= DATASET ENTRIES =

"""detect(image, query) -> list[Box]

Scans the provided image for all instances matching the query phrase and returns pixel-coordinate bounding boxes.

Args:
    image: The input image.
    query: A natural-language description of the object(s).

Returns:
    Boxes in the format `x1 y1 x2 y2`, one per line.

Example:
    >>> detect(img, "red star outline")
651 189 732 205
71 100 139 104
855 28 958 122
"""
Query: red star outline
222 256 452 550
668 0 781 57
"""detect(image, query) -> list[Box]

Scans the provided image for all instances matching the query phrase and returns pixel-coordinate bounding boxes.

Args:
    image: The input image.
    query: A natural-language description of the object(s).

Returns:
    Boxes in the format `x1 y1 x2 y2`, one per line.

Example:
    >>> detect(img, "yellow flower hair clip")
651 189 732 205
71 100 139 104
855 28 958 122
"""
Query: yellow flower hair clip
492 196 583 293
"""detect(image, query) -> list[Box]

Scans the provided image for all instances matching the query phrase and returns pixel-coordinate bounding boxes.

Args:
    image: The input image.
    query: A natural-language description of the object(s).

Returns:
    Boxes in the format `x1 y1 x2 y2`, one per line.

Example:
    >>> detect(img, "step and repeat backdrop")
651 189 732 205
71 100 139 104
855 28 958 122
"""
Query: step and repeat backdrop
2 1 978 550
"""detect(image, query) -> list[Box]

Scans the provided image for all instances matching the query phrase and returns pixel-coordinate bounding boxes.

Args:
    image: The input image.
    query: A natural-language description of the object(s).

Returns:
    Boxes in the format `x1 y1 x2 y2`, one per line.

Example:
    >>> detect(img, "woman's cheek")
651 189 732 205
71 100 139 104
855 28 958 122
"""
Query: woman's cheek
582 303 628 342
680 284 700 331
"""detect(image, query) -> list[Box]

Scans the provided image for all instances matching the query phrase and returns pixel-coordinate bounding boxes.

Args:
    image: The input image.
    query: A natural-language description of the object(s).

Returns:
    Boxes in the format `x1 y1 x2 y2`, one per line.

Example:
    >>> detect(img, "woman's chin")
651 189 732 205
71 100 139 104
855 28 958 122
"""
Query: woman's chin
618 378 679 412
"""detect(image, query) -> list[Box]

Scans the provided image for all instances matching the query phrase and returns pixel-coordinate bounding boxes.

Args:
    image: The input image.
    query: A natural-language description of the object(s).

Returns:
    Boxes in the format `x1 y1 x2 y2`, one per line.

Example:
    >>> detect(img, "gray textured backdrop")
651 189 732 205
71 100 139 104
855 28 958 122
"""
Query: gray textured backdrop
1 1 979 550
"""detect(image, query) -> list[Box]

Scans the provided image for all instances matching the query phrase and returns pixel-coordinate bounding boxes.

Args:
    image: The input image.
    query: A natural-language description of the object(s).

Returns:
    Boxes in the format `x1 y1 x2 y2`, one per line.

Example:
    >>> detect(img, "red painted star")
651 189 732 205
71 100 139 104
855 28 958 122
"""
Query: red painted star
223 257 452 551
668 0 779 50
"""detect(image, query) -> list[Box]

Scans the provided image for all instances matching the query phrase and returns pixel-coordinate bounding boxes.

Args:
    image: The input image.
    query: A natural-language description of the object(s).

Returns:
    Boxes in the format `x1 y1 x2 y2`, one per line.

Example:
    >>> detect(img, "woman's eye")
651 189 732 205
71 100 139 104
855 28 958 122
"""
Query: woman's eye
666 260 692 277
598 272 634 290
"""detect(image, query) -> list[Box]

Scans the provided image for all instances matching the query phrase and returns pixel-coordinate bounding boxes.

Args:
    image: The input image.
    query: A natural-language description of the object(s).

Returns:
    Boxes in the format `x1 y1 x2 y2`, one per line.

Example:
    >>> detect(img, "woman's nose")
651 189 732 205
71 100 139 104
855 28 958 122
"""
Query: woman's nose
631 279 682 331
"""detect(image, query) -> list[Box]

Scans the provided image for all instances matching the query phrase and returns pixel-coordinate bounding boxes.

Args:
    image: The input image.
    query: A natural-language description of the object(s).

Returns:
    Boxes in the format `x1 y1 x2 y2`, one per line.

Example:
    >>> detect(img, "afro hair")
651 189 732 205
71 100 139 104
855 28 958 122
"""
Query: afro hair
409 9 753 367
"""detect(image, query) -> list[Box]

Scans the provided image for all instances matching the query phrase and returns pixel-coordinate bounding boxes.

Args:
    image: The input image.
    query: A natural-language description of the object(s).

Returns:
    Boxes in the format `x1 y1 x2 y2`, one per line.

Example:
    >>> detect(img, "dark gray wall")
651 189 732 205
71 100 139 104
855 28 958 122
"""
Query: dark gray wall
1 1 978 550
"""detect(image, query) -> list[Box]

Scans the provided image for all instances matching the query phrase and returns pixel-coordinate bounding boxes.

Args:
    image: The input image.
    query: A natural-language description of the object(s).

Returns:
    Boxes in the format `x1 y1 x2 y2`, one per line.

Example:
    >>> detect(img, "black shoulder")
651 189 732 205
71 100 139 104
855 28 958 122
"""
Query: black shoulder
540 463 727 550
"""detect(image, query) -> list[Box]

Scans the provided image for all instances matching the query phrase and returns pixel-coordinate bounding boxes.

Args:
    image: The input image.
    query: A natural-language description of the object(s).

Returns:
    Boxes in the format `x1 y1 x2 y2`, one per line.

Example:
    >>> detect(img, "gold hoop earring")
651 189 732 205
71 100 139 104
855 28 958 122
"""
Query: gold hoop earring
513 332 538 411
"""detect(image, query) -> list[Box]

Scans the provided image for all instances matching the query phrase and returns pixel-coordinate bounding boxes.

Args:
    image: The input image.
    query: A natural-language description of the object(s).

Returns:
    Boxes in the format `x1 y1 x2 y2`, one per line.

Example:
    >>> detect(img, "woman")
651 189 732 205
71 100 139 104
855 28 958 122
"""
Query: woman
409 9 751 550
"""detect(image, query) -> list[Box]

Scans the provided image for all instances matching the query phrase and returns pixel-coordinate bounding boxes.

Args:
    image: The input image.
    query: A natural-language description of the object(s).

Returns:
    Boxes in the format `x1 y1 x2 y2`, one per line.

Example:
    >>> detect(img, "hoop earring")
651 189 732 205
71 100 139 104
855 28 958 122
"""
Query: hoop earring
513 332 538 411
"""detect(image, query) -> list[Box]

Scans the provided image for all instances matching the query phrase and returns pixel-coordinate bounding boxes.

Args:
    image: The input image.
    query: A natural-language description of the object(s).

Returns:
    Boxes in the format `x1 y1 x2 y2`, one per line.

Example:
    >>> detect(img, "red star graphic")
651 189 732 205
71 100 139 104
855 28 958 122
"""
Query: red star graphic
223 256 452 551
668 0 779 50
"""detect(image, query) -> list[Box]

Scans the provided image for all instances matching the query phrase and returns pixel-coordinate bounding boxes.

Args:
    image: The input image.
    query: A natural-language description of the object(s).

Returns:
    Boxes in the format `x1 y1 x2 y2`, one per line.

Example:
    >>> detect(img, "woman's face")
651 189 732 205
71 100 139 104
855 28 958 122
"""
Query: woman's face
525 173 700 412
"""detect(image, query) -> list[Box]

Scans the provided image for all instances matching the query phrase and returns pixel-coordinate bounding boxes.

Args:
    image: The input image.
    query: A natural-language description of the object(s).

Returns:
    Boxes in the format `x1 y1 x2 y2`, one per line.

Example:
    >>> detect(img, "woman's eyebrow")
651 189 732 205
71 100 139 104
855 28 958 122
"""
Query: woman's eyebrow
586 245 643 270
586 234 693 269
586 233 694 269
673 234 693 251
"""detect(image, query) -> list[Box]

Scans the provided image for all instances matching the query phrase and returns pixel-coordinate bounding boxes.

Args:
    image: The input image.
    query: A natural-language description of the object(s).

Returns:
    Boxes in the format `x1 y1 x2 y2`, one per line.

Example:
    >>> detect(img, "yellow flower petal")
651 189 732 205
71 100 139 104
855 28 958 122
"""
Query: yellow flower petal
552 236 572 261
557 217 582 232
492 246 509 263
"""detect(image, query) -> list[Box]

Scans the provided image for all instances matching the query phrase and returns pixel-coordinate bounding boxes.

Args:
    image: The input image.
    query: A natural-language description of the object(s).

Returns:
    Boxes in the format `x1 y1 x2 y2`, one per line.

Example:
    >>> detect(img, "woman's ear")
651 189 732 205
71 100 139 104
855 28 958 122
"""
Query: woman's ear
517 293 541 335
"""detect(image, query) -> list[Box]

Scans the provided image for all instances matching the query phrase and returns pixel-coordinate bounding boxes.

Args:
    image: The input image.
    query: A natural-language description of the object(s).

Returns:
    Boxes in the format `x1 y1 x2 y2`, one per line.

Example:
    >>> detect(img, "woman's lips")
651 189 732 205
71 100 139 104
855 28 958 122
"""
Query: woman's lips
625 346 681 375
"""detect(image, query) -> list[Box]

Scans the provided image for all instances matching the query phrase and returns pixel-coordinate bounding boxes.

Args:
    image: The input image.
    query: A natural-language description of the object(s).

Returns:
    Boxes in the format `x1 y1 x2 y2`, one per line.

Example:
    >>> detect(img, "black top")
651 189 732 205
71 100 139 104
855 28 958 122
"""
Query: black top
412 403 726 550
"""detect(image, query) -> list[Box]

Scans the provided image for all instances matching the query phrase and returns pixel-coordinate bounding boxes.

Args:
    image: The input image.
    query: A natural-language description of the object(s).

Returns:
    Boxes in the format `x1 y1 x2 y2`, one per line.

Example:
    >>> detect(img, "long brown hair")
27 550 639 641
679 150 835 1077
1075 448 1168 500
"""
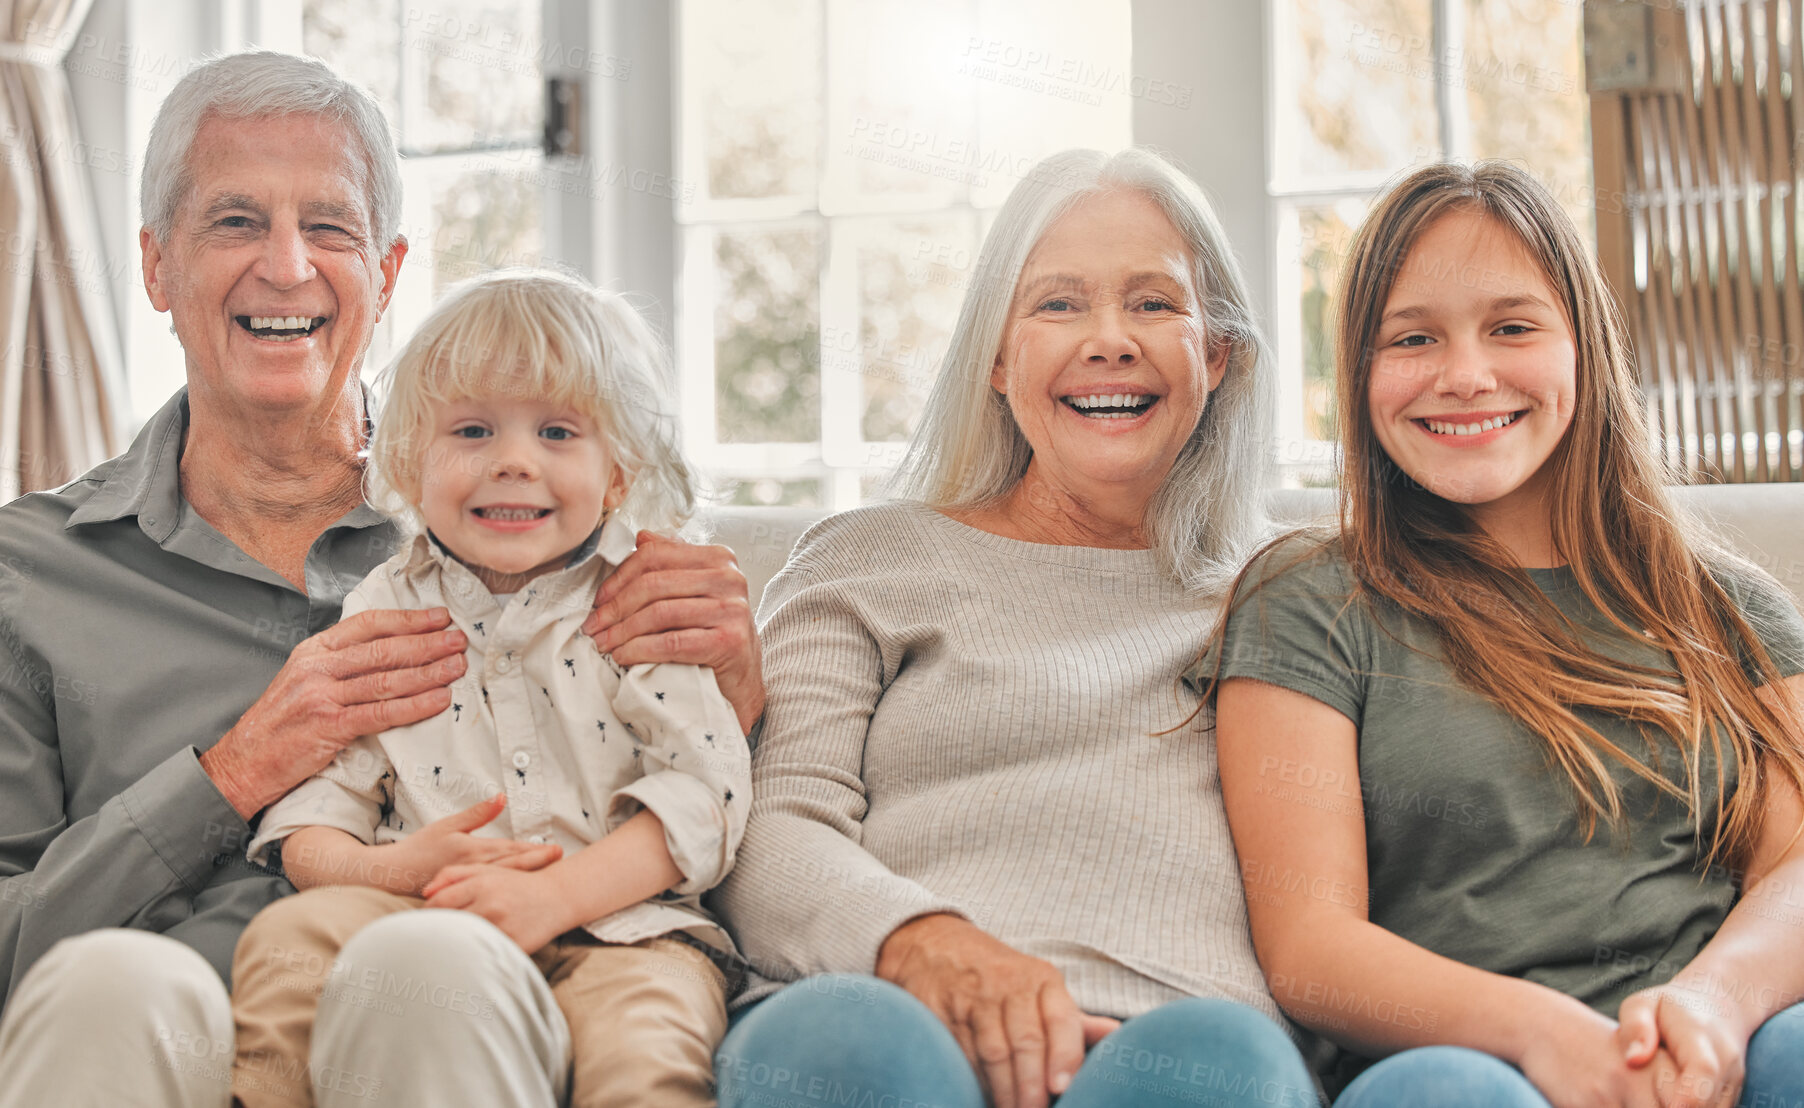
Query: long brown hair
1228 161 1803 868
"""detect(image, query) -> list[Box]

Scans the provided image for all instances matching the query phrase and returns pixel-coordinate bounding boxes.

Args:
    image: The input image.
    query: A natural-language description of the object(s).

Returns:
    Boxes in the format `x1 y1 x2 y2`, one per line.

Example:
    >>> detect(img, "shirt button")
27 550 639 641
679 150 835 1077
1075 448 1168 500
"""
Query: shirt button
512 751 530 770
495 657 514 674
528 834 549 845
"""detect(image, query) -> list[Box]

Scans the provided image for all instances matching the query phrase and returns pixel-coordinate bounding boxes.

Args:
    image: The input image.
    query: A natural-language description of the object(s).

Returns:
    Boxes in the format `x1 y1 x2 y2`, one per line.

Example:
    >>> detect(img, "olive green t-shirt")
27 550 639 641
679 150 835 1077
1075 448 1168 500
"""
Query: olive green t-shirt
1205 535 1804 1040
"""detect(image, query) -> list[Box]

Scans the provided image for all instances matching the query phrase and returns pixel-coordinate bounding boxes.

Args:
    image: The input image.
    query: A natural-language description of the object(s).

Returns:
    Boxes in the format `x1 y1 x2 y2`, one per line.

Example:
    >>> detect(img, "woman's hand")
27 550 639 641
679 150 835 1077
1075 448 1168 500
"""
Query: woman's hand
876 914 1117 1108
423 862 572 954
583 532 764 733
380 795 564 896
1515 997 1674 1108
1617 986 1746 1108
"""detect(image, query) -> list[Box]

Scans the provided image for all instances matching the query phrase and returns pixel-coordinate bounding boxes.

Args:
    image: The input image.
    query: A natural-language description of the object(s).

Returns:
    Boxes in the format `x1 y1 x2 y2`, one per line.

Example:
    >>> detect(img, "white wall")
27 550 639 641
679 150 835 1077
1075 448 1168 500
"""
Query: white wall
575 1 677 344
1130 0 1272 342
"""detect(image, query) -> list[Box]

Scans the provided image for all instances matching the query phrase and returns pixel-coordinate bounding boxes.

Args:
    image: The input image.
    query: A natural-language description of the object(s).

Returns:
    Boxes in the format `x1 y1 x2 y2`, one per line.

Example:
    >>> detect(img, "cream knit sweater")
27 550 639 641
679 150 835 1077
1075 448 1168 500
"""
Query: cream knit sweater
714 501 1281 1023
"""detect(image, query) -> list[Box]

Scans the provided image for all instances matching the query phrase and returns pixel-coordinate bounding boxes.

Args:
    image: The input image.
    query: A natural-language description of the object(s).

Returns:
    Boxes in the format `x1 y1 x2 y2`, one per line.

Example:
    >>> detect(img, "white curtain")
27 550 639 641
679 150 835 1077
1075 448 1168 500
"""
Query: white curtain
0 0 125 503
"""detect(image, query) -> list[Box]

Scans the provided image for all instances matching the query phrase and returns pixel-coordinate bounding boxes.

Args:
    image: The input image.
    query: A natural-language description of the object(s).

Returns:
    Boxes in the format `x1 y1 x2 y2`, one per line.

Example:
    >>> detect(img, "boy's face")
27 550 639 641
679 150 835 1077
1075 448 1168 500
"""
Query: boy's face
418 391 626 593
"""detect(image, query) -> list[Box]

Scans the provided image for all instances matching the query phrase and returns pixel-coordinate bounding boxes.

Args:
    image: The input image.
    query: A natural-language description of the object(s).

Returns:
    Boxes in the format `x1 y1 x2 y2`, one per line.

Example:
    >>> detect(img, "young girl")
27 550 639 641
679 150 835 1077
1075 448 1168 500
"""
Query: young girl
1203 162 1804 1107
230 270 750 1108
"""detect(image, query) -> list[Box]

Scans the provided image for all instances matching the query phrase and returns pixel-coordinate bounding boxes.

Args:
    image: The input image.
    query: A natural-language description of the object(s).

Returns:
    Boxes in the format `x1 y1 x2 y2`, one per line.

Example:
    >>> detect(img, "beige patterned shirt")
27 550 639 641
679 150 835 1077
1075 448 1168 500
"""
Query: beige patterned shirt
249 519 750 953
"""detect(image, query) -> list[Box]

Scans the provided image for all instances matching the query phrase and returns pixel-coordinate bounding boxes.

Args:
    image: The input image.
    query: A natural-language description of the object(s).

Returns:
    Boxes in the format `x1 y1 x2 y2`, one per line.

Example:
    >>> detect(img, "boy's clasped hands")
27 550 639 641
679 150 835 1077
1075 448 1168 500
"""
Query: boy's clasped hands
285 795 568 950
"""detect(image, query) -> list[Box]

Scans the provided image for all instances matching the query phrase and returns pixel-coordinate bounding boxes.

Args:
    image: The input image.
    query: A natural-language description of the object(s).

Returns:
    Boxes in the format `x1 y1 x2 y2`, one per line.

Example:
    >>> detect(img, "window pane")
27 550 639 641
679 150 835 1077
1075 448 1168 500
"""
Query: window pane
303 0 401 121
1295 198 1368 441
686 0 823 201
1462 0 1593 239
401 0 543 151
850 216 974 441
823 0 973 206
419 157 546 297
1273 0 1440 186
715 226 822 442
968 0 1135 208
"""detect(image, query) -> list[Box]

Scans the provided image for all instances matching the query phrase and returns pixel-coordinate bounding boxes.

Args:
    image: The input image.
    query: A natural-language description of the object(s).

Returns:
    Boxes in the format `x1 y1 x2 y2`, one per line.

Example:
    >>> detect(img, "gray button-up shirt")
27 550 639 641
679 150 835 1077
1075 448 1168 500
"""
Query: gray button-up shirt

= PROBLEM TO WORK ON =
Return precisely the lines of the records, starting with the line that holds "Query: window pane" and ending with the last one.

= EXERCISE RESPONSE =
Query: window pane
303 0 401 121
1295 198 1368 441
686 0 823 201
1462 0 1593 239
401 0 543 151
850 216 974 441
823 0 973 206
419 157 546 297
1273 0 1440 186
715 226 822 442
968 0 1135 208
"""detect(image, query) -> list[Box]

Scans the provided image for all instances matching the query phrase and returns pixel-coordinate bounding boxes.

Args:
    image: The input image.
    query: A natural-language description of the object(s).

Returns:
    Boxes in the format `x1 y1 x2 y2`, one per line.

Example:
    >>> detect(img, "gray button-up shirt")
27 550 639 641
679 150 835 1077
1075 448 1168 500
"""
Query: gray button-up shirt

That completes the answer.